Kommunales

Heißere Sommer und schneereiche Winter werden den Wäldern zu schaffen machen. (Foto: dpa)

02.11.2018

Klimawandel verändert den Wald im Grenzgebirge

Der Bergwald braucht mehr Tannen und fleißige Jäger

Erst im Juli hat die Forstwissenschaftlerin Gudula Lermer von Bayerns Forstministerin Michaela Kaniber (CSU) das Bundesverdienstkreuz am Bande überreicht bekommen. Sie wurde „für ihr jahrzehntelanges ehrenamtliches Engagement“ als Vorsitzende des Bayerischen und Vizepräsidentin des Deutschen Forstvereins ausgezeichnet. Als Leiterin des Forstbetriebs Neureichenau (Landkreis Freyung-Grafenau) am Fuße des Dreisessel ist die Niederbayerin eine gute Adresse, um nach den Auswirkungen des Klimawandels auf Wälder der Grenzberge zu fragen, die auch „Europas größtes zusammenhängendes Waldgebiet“ genannt werden.

Kaum Tannen

In ihrer Hymne „Mir san von Woid dahoam – da Woid is scheeee“, huldigen in der zweiten Strophe die Bayerwäldler ihren Madeln: „...de machan uns so stoiz, san wia de Tannabaam – da draußd’ im Tannahoiz“. Doch im Grenzgebirge zwischen Bayern, Tschechien und Österreich hat es Ende des letzten Jahrhunderts noch schlanke Madl gegeben, aber wie in ganz Deutschland wegen Luftverschmutzung und saurem Regen kaum Tannen. „Dank besserer Abgasreinigung ist das massive Tannensterben bei uns im Dreiländereck des Böhmerwaldmassivs überwunden,“ sagt Forstdirektorin Lermer.

※

● GESTELLTE AUFGABE A:
Gib den Text über den Klimawandel im Wald des Grenzgebirges vollständig und Wort für Wort wieder.

● Erfasste Daten:
※

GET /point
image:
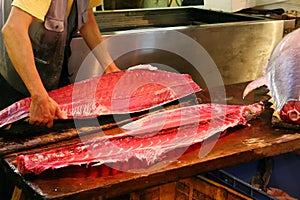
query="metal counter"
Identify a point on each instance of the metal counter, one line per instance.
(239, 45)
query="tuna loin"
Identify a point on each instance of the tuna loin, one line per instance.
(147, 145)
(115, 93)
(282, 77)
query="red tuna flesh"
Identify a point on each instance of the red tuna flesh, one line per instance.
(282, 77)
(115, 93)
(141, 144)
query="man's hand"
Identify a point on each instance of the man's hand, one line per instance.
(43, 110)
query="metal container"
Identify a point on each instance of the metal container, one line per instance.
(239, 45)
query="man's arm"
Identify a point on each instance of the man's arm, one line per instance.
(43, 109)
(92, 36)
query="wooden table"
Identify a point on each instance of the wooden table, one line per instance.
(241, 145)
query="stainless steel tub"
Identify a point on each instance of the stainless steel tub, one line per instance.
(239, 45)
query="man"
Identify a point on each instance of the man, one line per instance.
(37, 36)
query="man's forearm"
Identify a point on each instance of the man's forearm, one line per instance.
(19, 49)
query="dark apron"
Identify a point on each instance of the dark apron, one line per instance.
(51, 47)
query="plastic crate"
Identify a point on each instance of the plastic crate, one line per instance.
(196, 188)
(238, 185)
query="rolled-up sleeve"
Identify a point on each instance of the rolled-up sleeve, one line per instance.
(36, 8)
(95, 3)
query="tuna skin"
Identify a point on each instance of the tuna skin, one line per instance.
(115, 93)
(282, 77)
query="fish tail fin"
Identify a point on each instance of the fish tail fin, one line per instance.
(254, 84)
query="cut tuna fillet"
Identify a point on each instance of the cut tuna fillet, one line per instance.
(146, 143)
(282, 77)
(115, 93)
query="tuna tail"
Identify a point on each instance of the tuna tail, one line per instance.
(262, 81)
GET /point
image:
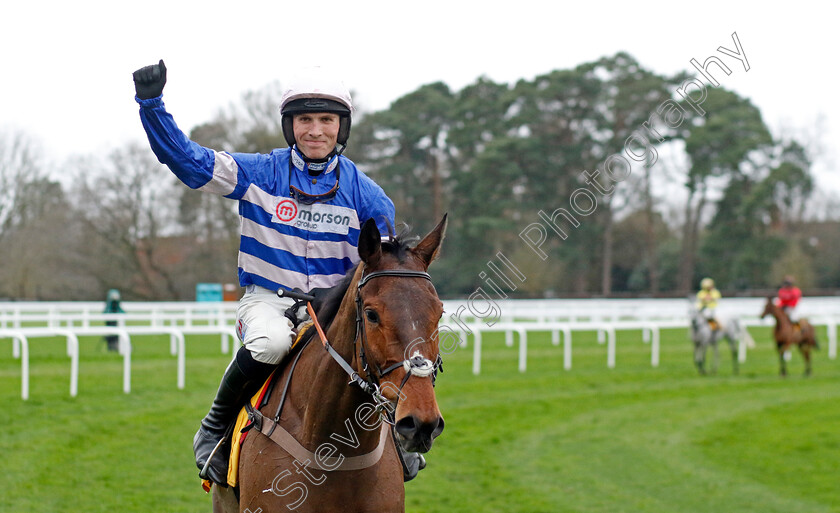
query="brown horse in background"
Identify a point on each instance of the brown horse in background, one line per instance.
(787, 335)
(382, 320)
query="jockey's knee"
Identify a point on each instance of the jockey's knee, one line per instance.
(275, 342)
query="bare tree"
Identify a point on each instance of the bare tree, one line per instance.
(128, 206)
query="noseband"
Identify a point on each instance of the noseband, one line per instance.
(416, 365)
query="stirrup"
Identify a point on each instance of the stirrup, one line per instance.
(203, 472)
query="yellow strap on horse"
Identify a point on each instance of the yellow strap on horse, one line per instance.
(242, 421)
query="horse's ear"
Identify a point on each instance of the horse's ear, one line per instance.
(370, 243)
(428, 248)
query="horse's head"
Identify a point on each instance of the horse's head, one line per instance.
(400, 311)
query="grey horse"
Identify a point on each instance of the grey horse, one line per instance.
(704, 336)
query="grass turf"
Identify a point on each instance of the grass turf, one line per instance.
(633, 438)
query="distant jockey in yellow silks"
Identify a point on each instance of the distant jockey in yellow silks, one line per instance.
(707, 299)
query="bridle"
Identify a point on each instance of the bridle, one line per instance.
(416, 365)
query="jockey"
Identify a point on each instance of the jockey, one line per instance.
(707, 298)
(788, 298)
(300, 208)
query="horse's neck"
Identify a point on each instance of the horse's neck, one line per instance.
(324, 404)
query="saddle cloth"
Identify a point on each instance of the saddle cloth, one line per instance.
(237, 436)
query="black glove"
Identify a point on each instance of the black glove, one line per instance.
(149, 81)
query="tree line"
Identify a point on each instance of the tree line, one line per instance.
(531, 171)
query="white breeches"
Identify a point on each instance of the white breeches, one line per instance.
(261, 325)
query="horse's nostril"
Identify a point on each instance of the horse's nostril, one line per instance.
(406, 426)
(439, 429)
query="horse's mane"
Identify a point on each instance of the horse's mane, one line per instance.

※

● GESTELLTE AUFGABE B:
Nenne jede Zeile der Einträge, in der das Wort „head“ vorkommt.

● LÖSUNG A:
Kommunales

Heißere Sommer und schneereiche Winter werden den Wäldern zu schaffen machen. (Foto: dpa)

02.11.2018

Klimawandel verändert den Wald im Grenzgebirge

Der Bergwald braucht mehr Tannen und fleißige Jäger

Erst im Juli hat die Forstwissenschaftlerin Gudula Lermer von Bayerns Forstministerin Michaela Kaniber (CSU) das Bundesverdienstkreuz am Bande überreicht bekommen. Sie wurde „für ihr jahrzehntelanges ehrenamtliches Engagement“ als Vorsitzende des Bayerischen und Vizepräsidentin des Deutschen Forstvereins ausgezeichnet. Als Leiterin des Forstbetriebs Neureichenau (Landkreis Freyung-Grafenau) am Fuße des Dreisessel ist die Niederbayerin eine gute Adresse, um nach den Auswirkungen des Klimawandels auf Wälder der Grenzberge zu fragen, die auch „Europas größtes zusammenhängendes Waldgebiet“ genannt werden.

Kaum Tannen

In ihrer Hymne „Mir san von Woid dahoam – da Woid is scheeee“, huldigen in der zweiten Strophe die Bayerwäldler ihren Madeln: „...de machan uns so stoiz, san wia de Tannabaam – da draußd’ im Tannahoiz“. Doch im Grenzgebirge zwischen Bayern, Tschechien und Österreich hat es Ende des letzten Jahrhunderts noch schlanke Madl gegeben, aber wie in ganz Deutschland wegen Luftverschmutzung und saurem Regen kaum Tannen. „Dank besserer Abgasreinigung ist das massive Tannensterben bei uns im Dreiländereck des Böhmerwaldmassivs überwunden,“ sagt Forstdirektorin Lermer.

● LÖSUNG B:
query="horse's head"
Identify a point on each instance of the horse's head, one line per instance.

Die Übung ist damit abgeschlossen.